> STATED GOAL A
In the passage on greenhouse gas abatement costs for a coal unit, what coal price was used?
> STATED GOAL B
Pick up the passage on greenhouse gas abatement costs after its final sentence and write on.

> EXCERPT

● ● ● ● ● ● ●

The following figures are based on an in-house study of the cost of greenhouse gas abatement on a typical mature sub-critical black coal unit rated at 500 MW. As some of the technologies are still being developed and the abatement costs are a function of the power station design and its operating parameters, these values should be considered as indicative only. The cost of abatement for the options can be sensitive to the fuel and pool prices: in this case a coal price of $1.30/GJ and a natural gas price of $4.00/GJ has been used with a average electrical energy price of $55/MWh (includes $10/MWh attributed to the carbon emissions trading scheme).

Figure 1: Abatement costs without CCS

Figure 1 shows the abatement costs, without CCS for a range of abatement options.

Figure 2 shows the abatement costs with CCS. The reduction in greenhouse emissions due to the inclusion of the CCS option results in less greenhouse emissions being available for abatement by other options. That is, the abatement potential of the various options is not necessarily additive. For example, a reduction in the greenhouse emissions by 90% due to the CCS reduces the abatement provided by other options to 10% of their stand-alone value therefore resulting in a ten-fold increase in their costs when expressed as $/ tonne CO2-e.

Figure 2: Abatement costs with CCS

It should be noted that the above cost curves are indicative and to establish the costs and savings for a particular installation a techno-economic assessment needs to be undertaken on a case by case basis.

● ● ● ● ● ● ●

> ENTRIES SUPPLIED
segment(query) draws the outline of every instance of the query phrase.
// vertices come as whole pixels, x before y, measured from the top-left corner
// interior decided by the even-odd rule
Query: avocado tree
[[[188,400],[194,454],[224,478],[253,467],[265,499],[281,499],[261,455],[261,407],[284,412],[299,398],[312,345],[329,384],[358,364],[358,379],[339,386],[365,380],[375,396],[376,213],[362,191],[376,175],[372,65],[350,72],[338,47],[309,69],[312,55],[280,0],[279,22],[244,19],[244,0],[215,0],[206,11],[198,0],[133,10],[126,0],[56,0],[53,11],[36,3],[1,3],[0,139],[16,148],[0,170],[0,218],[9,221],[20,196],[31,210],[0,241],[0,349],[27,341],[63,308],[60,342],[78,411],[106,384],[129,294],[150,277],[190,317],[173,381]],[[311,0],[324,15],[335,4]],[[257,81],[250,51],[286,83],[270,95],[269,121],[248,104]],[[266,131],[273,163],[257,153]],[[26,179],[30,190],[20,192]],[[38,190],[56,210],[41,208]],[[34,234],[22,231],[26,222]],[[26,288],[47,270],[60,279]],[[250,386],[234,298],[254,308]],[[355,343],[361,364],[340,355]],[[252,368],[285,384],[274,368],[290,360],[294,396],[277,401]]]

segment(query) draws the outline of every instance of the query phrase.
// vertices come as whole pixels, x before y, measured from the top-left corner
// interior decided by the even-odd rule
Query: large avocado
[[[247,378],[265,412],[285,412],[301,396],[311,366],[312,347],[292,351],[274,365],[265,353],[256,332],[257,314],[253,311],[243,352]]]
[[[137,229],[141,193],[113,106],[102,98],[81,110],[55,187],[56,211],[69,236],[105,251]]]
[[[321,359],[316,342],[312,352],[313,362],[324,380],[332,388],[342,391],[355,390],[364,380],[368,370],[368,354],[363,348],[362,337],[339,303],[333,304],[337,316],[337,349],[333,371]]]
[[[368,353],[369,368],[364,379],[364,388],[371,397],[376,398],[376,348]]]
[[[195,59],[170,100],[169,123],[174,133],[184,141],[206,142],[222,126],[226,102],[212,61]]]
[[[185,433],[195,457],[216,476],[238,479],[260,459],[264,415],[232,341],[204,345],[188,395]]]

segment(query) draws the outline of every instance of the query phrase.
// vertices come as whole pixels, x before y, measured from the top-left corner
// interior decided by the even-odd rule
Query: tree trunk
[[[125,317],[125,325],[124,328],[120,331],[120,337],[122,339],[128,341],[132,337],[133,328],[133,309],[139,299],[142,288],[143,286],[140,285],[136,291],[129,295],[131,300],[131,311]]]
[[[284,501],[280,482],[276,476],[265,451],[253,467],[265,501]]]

● ● ● ● ● ● ●

> TASK ANSWER A
$1.30/GJ

> TASK ANSWER B
Conclusion

While a modest reduction in greenhouse gas emissions can usually be achieved on existing coal fired power stations at a ‘reasonable’ cost, major and expensive redesign and rebuilding is generally necessary if any major reductions are to be achieved.

The use of biomass as a fuel to replace coal is limited by its availability compared to coal and switching to natural gas has a price disadvantage on existing black coal.

The technologies used for CCS are still being developed and at present the additional plant required and the energy used give a high cost of abatement. If CCS is to be included as an option, then the economics of the other options will be significantly impacted.

It would appear that in the short term the economic options to reduce greenhouse gas emissions from black coal stations are limited. The following link provides access to the ‘GES Abatement Cost Calculator’ which gives an indication of abatement costs for existing power stations, both coal and gas fired.

Footnote:

⁽¹⁾ Formally known as the Carbon Pollution Reduction Scheme
⁽²⁾ ESAA ‘Electricity Gas Australia 2008 and Australia’s 2006 GHG Inventory (Kyoto Account)
⁽³⁾ Primarily carbon dioxide (CO2)
⁽⁴⁾ Emissions from collecting and transporting biomass should be recognised.
⁽⁵⁾ Because of the different coals used and the different environmental impacts of emissions.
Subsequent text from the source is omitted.